Task brief: Below are several entries. Transcribe exactly those lines that fall from the one with "Query: burger king logo sign" through the one with "1125, row 337", end lines included.

[Referring expression data]
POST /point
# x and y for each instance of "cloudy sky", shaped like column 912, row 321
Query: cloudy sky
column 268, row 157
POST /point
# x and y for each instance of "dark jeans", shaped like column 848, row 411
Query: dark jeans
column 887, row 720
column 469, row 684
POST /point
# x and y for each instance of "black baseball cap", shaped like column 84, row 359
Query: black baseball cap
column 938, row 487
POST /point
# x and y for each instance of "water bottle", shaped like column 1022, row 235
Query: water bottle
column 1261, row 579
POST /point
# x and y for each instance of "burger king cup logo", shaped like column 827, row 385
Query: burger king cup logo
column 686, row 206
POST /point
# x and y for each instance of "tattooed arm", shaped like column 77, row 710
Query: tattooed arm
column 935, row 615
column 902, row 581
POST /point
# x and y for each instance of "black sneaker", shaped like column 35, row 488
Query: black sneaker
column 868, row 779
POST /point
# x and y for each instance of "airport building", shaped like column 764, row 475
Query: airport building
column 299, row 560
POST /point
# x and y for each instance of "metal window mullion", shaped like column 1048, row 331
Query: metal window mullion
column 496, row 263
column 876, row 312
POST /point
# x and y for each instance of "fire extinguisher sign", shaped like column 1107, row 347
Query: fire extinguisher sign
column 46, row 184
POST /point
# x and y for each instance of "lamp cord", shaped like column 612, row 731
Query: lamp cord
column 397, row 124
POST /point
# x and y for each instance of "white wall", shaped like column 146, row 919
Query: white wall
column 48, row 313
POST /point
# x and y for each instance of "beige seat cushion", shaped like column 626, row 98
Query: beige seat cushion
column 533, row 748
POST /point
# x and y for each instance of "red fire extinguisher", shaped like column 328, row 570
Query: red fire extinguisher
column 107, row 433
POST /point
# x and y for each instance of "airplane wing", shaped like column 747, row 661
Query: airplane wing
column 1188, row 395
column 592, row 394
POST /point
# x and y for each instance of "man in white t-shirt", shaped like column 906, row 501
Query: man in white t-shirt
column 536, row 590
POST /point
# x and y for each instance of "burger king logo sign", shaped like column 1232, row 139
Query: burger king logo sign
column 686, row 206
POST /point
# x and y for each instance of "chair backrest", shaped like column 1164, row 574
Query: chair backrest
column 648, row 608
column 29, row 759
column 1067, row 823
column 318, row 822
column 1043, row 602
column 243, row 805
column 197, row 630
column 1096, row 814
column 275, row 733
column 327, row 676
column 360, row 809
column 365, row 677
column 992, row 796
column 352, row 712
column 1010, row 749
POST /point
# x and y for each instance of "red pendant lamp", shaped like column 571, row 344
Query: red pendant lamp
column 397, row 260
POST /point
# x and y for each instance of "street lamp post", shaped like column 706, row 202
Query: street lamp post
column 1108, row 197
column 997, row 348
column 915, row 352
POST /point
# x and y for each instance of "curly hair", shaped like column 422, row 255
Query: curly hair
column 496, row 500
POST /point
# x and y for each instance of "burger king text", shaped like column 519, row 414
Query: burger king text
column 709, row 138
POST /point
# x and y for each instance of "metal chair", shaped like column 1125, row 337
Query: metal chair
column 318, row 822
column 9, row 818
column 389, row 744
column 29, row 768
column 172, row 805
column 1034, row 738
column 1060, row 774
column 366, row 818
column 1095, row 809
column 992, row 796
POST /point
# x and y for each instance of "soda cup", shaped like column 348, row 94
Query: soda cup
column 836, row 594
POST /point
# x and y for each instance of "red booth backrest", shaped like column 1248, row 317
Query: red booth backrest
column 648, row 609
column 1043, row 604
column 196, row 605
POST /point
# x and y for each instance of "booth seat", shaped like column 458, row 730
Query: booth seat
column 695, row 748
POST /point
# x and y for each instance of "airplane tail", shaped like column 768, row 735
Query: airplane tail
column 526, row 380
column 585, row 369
==
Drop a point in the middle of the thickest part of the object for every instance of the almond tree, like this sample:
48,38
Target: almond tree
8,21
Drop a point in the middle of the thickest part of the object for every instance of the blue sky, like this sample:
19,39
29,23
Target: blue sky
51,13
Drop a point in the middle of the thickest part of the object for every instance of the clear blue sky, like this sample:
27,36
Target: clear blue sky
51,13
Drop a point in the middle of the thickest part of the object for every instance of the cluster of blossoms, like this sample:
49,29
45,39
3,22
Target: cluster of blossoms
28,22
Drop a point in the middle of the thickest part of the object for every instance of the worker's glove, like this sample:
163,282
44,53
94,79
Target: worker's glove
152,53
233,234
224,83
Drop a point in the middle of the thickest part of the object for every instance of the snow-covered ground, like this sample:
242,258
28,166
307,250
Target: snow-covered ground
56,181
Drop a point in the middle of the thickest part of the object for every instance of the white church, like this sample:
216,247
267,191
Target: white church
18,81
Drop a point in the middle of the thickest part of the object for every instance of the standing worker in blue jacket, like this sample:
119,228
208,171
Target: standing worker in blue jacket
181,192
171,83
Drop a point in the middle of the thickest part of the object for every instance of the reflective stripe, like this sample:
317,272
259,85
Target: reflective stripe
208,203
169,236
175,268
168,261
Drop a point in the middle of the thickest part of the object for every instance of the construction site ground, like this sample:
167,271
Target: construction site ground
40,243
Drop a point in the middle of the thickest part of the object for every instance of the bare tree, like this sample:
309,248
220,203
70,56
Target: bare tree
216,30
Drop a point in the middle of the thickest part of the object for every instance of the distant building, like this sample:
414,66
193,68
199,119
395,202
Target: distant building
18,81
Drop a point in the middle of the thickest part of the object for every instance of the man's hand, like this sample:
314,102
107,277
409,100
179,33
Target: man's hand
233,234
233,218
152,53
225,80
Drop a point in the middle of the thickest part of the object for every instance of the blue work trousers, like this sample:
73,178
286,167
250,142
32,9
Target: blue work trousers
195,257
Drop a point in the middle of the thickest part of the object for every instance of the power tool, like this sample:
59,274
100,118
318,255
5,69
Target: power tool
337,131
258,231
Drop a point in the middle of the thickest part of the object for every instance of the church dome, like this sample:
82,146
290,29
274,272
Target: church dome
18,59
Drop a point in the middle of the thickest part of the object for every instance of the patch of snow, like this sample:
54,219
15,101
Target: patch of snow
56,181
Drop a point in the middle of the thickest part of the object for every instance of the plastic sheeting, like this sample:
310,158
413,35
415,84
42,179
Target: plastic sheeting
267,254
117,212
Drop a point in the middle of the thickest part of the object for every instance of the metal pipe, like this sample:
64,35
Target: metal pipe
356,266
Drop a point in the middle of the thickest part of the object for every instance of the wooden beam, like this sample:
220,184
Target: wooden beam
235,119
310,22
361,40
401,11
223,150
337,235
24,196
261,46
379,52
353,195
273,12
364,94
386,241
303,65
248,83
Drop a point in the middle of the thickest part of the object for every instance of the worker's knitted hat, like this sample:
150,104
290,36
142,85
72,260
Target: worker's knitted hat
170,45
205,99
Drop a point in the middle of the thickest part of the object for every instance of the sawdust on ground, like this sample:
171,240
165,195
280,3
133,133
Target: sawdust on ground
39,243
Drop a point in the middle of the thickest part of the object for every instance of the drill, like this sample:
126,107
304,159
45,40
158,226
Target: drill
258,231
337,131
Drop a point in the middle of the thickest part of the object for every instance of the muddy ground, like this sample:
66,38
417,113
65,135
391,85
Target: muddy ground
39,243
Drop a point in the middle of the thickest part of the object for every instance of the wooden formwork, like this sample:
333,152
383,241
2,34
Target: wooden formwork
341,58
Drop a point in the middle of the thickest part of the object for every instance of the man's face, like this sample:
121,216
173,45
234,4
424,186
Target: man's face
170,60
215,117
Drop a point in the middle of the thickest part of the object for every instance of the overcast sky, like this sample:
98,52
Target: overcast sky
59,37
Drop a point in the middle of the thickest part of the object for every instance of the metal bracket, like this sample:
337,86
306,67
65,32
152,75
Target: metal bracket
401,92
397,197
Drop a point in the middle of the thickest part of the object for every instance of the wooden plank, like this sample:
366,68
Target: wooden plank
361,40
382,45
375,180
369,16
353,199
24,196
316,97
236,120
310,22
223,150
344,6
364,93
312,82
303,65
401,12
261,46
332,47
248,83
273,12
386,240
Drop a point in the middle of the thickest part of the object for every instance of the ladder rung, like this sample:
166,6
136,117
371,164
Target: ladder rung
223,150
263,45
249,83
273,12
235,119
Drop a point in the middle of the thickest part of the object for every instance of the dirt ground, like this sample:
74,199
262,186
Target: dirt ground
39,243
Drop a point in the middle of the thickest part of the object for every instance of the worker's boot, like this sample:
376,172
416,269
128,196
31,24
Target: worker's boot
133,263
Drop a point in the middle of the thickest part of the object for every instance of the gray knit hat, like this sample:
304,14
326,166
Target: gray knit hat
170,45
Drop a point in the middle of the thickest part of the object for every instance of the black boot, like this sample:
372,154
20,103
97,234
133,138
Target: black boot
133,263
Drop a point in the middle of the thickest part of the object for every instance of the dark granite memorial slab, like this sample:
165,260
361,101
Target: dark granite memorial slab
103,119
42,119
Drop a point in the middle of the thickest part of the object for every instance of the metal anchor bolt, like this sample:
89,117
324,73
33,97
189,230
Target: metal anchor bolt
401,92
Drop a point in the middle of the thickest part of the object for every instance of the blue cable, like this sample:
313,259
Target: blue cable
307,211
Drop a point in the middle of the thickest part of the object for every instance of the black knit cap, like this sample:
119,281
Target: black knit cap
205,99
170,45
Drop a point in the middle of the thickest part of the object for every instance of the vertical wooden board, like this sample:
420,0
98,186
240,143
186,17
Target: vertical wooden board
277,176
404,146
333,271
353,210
...
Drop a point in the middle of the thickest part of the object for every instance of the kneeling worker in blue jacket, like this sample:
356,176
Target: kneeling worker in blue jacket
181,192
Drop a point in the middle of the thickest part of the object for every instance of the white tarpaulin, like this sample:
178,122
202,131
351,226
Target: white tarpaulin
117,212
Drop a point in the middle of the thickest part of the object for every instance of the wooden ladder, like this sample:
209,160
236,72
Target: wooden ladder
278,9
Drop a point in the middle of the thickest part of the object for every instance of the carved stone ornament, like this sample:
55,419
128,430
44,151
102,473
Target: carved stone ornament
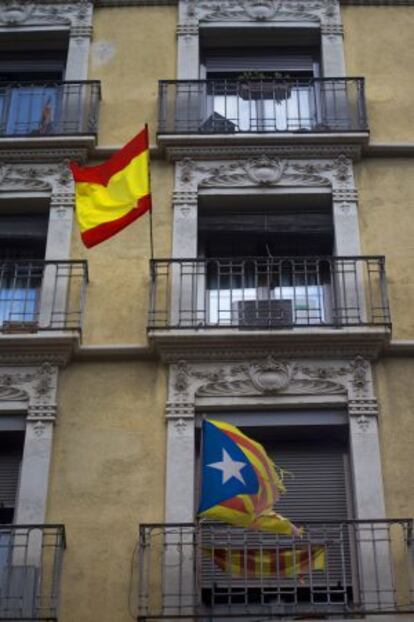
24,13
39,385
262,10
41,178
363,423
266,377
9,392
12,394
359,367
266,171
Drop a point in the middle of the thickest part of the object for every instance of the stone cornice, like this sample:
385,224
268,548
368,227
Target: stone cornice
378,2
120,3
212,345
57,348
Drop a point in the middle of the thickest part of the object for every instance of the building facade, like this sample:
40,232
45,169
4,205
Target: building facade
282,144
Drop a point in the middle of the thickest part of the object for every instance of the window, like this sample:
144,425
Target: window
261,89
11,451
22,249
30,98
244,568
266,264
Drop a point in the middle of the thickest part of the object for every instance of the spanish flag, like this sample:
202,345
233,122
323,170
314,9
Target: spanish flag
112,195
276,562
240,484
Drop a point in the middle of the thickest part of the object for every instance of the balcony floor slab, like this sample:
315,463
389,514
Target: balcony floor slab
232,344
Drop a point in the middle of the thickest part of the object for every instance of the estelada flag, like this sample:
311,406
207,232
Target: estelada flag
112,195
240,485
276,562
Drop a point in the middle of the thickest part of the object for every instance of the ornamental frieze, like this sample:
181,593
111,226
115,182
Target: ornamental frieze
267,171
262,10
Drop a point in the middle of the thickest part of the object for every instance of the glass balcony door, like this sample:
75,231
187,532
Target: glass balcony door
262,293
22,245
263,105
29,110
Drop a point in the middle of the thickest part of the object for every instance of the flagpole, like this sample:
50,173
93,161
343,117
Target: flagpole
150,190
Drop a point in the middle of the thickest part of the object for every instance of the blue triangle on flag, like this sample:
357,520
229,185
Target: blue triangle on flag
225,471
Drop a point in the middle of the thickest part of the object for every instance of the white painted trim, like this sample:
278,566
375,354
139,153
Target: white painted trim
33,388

Exercise output:
Query: burger king logo sign
column 686, row 206
POST /point
# x and y for each instance of "chair backrest", shaped like column 1164, row 574
Query: chair backrest
column 648, row 608
column 29, row 759
column 1067, row 823
column 318, row 822
column 1043, row 602
column 243, row 805
column 197, row 630
column 1096, row 814
column 275, row 733
column 327, row 676
column 360, row 809
column 365, row 677
column 992, row 796
column 352, row 712
column 1010, row 749
POST /point
# x and y for each instance of "red pendant lamp", shaped like column 571, row 344
Query: red pendant lamp
column 397, row 260
POST /point
# x and y for each instance of "street lamp post", shaped like column 706, row 202
Query: street lamp post
column 1108, row 197
column 997, row 348
column 915, row 352
POST /point
# x and y for each instance of "curly hair", shaped like column 422, row 255
Query: curly hair
column 496, row 500
POST /point
# x and y for each instance of "burger king text", shaped like column 519, row 414
Query: burger king text
column 709, row 138
POST /point
# x and y for each instance of "metal chair", shaped like column 1125, row 337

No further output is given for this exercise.